**Exercise directions**:
Each entry needs to be reproduced exactly as it is.

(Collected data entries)
______________________________
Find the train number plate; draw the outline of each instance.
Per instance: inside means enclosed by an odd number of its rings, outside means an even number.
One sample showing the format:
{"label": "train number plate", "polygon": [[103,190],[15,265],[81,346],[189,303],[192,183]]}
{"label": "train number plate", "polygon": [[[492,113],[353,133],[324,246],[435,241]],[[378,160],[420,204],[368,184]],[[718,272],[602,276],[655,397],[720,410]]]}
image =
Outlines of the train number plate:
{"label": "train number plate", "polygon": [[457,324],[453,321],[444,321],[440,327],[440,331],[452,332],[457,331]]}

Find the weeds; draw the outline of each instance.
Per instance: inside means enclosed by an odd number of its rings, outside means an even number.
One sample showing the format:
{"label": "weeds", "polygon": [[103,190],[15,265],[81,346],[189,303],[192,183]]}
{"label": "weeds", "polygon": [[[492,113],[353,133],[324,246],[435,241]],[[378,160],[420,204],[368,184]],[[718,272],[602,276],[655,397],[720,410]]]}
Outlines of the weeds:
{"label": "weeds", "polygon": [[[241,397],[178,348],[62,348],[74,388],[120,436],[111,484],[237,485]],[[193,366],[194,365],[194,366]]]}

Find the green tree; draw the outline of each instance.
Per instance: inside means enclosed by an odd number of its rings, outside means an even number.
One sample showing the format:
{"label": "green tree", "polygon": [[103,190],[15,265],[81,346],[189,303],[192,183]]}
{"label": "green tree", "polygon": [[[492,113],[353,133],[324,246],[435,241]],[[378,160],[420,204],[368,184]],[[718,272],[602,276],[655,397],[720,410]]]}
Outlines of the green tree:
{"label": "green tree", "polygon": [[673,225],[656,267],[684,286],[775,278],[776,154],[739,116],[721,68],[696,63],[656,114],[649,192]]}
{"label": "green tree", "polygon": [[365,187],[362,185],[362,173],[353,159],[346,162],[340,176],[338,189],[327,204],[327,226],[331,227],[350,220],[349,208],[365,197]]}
______________________________
**Answer box**:
Find the train number plate; draw the outline of each instance.
Per instance: inside means enclosed by an odd number of its rings, outside means an even number.
One sample showing the format:
{"label": "train number plate", "polygon": [[103,190],[15,265],[81,346],[189,303],[192,183]]}
{"label": "train number plate", "polygon": [[[492,113],[353,133],[324,246],[435,241]],[[378,160],[420,204],[368,184]],[[718,272],[602,276],[655,397],[720,410]]]}
image =
Outlines of the train number plate:
{"label": "train number plate", "polygon": [[457,324],[453,321],[444,321],[440,327],[440,331],[452,332],[457,331]]}

Find the weeds; draw the outline of each instance.
Per instance: inside means enclosed by an odd number of its rings, outside means an even number.
One sample showing the format:
{"label": "weeds", "polygon": [[103,190],[15,265],[81,346],[189,303],[192,183]]}
{"label": "weeds", "polygon": [[[492,113],[353,133],[324,246],[435,241]],[[378,160],[420,204],[368,184]],[[718,272],[602,276],[655,397],[720,410]]]}
Outlines of the weeds:
{"label": "weeds", "polygon": [[[241,397],[178,348],[62,348],[74,388],[120,436],[111,484],[237,485]],[[193,366],[194,365],[194,366]]]}

Find the green tree; draw the outline of each instance.
Per instance: inside means enclosed by an odd number of its rings, outside means an even number.
One sample showing the format:
{"label": "green tree", "polygon": [[103,190],[15,265],[81,346],[189,303],[192,183]]}
{"label": "green tree", "polygon": [[[492,113],[353,133],[324,246],[435,241]],[[378,160],[420,204],[368,184]],[[718,272],[602,276],[655,397],[720,410]]]}
Outlines of the green tree:
{"label": "green tree", "polygon": [[673,225],[656,267],[684,286],[775,278],[776,154],[739,116],[721,68],[696,63],[656,114],[649,192]]}
{"label": "green tree", "polygon": [[365,187],[362,185],[362,173],[353,159],[346,162],[340,176],[338,189],[327,204],[327,226],[331,227],[350,220],[349,208],[365,197]]}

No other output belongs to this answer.